**** Dataset ****

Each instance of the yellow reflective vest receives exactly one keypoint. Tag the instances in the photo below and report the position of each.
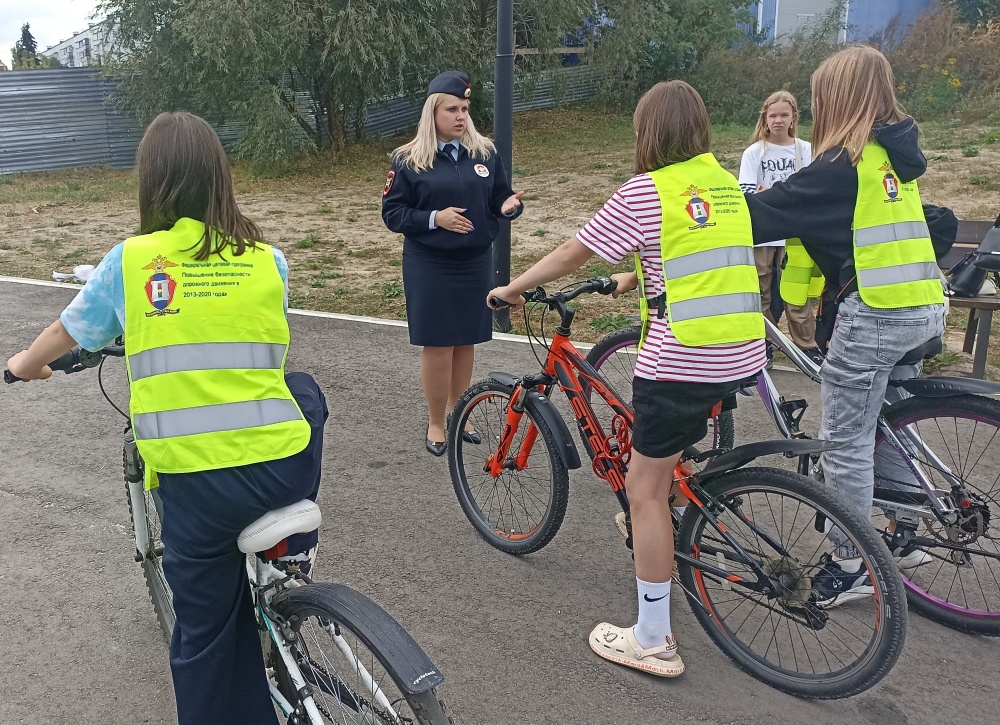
(706, 243)
(205, 350)
(893, 254)
(800, 276)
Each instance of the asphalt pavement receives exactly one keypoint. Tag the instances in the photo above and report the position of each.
(79, 643)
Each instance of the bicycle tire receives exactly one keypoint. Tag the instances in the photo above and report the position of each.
(944, 589)
(152, 562)
(616, 353)
(835, 674)
(489, 503)
(377, 641)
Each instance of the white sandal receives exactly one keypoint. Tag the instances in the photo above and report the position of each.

****

◆ Directions: From the line that contains "Each instance of the asphalt" down to the last line of the material above, copy every line word for word, both ends included.

◆ Worked solution:
Each instance of the asphalt pavement receives exactly one keypoint. Tag the instances in the photo above and report the position of each.
(79, 643)
Each instance of the bicycle tire receives exactly one keypoint. Tag the instances in the photo above and report the position of each.
(944, 589)
(152, 562)
(616, 353)
(835, 674)
(489, 503)
(377, 641)
Each instance of the white sandal receives exactly one keypoint. Tag the instances in the photo above and report the position of each.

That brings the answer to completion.